• **Exercise instructions**
Show every line of the records that contains the word "burnt", matching case.

===== The input

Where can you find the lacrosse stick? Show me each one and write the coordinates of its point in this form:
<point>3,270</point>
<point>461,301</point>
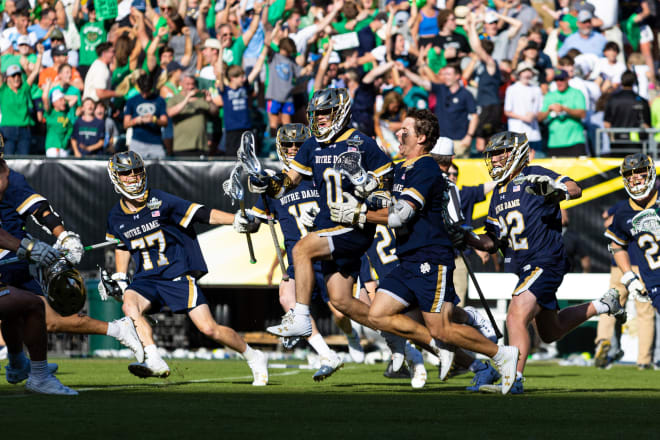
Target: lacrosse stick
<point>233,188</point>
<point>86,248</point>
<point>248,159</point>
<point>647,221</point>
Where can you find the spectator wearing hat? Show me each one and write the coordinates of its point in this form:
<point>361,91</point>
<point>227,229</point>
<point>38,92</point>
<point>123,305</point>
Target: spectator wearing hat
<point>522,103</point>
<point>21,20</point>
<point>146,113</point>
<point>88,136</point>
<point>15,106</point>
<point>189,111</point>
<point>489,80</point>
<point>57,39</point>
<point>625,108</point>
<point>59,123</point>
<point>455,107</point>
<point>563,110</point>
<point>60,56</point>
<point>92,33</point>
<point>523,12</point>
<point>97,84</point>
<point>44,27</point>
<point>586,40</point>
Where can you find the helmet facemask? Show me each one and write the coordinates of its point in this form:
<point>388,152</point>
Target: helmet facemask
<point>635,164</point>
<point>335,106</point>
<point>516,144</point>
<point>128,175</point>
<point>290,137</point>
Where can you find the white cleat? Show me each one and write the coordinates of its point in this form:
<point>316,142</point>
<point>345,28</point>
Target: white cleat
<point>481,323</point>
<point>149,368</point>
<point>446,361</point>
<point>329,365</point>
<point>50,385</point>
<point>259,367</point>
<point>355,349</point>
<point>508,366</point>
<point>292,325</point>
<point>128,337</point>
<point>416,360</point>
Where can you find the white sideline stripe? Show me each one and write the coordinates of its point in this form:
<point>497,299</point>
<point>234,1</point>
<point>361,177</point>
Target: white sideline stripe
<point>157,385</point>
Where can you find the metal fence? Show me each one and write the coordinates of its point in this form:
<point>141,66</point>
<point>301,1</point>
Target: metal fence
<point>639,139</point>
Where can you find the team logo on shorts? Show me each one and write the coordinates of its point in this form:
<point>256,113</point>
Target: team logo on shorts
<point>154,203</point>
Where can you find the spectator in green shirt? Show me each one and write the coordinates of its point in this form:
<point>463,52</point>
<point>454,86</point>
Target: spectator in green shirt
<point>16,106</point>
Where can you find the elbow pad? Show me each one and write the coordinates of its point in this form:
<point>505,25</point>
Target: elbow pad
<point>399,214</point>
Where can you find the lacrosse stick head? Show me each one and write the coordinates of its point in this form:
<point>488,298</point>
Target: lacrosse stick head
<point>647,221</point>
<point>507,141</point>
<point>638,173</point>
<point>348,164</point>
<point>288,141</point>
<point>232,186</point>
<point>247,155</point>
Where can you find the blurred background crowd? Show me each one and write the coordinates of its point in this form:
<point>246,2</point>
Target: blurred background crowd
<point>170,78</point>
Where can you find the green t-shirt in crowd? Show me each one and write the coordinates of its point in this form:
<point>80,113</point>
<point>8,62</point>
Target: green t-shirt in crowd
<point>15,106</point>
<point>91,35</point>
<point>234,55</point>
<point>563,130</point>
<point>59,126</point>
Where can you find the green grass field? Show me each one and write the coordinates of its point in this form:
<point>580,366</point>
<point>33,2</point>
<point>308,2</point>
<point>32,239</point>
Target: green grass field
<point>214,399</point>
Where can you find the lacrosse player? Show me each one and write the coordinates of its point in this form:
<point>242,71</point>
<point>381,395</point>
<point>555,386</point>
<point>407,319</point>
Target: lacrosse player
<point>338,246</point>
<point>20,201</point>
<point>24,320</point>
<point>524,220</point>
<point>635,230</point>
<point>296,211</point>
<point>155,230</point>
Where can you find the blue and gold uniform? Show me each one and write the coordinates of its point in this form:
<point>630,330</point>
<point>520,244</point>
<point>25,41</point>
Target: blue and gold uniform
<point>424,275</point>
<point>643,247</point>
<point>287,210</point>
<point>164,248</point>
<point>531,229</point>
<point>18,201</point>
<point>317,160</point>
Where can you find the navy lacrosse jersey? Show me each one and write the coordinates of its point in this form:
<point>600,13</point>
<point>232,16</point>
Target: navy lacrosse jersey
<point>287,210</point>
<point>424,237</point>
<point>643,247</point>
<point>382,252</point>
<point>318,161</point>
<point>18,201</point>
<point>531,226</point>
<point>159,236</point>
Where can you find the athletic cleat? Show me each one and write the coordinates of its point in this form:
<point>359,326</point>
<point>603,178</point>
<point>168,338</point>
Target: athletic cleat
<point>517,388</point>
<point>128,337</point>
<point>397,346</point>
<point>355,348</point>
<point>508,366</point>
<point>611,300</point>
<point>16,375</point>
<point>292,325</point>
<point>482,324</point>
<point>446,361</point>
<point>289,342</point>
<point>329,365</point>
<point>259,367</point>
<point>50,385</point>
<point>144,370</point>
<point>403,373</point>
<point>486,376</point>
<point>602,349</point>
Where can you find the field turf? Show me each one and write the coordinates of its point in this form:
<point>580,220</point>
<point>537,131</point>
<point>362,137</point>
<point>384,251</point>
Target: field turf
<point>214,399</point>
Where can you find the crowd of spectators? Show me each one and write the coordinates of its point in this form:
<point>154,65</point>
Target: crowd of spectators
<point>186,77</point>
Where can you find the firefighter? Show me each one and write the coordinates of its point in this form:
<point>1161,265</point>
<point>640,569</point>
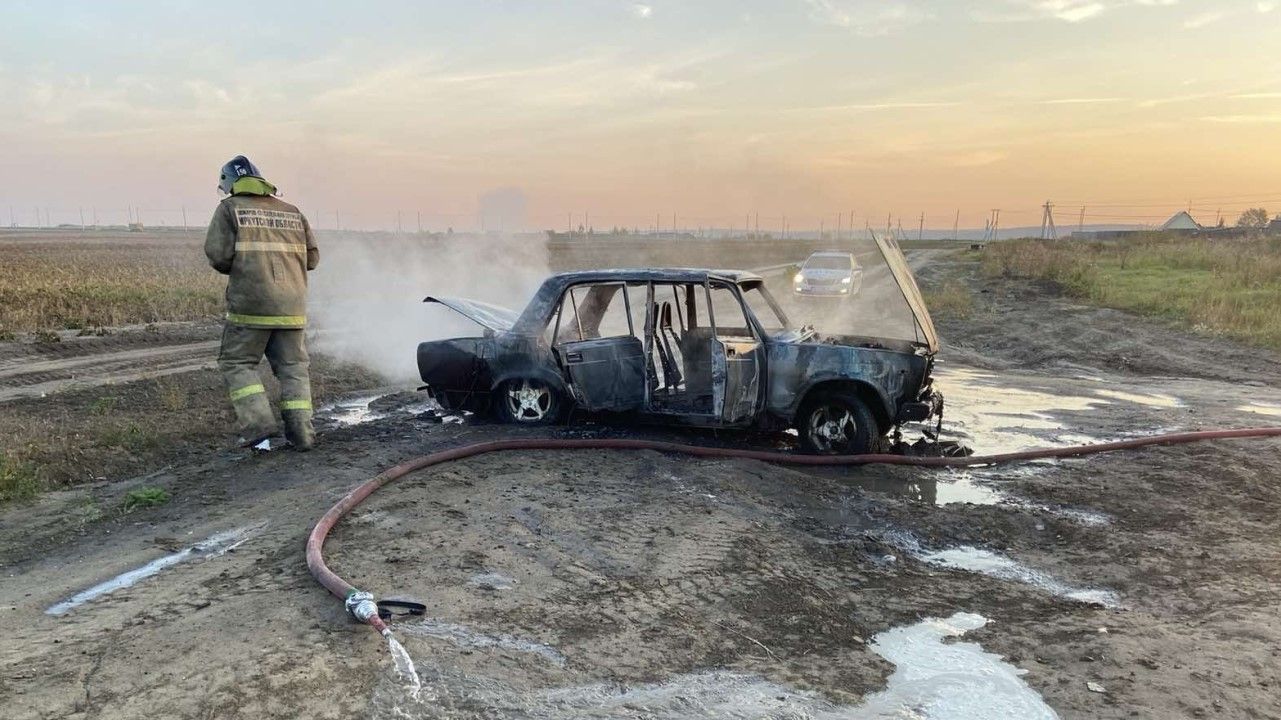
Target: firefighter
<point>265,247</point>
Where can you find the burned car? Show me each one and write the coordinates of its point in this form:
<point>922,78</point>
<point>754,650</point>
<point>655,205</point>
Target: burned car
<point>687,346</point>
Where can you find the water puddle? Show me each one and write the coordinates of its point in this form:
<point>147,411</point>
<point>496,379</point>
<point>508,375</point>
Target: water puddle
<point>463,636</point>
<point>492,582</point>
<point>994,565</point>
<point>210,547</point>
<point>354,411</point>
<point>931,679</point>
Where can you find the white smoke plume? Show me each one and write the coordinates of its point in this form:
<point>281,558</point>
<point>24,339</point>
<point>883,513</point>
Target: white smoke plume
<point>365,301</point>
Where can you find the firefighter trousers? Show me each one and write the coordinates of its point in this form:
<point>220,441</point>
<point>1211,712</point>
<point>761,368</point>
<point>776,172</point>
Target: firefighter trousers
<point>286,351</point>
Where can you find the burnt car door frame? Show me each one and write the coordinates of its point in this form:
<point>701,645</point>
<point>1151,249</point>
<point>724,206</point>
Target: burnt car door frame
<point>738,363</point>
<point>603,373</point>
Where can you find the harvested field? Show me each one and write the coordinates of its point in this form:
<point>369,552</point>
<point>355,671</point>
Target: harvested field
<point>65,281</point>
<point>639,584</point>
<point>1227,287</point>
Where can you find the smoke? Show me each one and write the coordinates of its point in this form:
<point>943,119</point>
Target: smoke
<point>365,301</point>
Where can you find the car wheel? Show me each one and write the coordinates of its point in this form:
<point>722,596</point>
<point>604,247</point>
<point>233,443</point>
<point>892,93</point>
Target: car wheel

==========
===== The input

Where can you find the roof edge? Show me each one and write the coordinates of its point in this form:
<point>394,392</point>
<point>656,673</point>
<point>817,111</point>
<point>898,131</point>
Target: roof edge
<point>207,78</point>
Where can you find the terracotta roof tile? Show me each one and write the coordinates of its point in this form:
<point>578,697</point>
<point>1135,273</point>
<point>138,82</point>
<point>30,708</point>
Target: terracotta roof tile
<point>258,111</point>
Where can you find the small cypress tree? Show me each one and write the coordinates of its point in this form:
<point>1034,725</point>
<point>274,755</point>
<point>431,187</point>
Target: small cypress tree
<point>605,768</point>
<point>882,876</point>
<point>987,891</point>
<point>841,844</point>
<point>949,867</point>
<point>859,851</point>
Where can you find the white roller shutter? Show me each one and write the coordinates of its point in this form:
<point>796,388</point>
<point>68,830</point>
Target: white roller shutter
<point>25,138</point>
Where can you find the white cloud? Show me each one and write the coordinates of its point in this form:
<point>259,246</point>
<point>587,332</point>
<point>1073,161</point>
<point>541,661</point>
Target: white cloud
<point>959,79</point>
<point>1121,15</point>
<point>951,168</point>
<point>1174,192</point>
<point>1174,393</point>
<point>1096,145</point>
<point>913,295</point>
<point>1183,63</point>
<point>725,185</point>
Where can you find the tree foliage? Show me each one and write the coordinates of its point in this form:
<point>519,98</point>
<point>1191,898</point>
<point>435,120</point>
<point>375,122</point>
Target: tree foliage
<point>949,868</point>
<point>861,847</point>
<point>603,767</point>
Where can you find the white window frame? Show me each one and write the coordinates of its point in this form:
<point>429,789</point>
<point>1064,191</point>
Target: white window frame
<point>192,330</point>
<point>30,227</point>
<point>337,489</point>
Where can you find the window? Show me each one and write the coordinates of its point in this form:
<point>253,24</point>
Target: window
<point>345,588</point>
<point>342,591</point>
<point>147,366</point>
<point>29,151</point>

==========
===== The input

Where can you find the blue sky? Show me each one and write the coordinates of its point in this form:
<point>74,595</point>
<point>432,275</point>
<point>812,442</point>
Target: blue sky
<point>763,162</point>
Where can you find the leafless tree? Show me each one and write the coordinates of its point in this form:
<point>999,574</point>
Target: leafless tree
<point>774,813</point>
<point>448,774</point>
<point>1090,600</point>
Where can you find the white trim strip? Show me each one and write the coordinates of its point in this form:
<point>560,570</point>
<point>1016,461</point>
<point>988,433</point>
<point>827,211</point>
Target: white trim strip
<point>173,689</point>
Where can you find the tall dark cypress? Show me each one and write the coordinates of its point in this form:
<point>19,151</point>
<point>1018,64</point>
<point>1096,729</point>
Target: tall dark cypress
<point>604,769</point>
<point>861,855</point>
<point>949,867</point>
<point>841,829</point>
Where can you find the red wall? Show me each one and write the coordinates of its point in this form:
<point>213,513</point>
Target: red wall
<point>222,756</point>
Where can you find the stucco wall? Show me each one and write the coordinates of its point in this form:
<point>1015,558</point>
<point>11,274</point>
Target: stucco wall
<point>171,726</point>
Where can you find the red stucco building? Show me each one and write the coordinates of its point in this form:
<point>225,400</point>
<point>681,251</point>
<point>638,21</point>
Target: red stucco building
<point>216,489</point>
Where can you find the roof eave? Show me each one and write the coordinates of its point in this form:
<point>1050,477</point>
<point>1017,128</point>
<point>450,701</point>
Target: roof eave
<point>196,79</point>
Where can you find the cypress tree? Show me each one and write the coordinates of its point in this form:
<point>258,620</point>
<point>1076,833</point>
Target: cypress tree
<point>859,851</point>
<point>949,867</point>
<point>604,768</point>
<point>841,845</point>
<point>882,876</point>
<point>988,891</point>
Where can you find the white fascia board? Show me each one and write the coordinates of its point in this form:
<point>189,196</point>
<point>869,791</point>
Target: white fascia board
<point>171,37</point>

==========

• **Full answer**
Where can you find the burnt car door frame? Show me each one and write the coordinates of its point in this form:
Target: burnt car door frame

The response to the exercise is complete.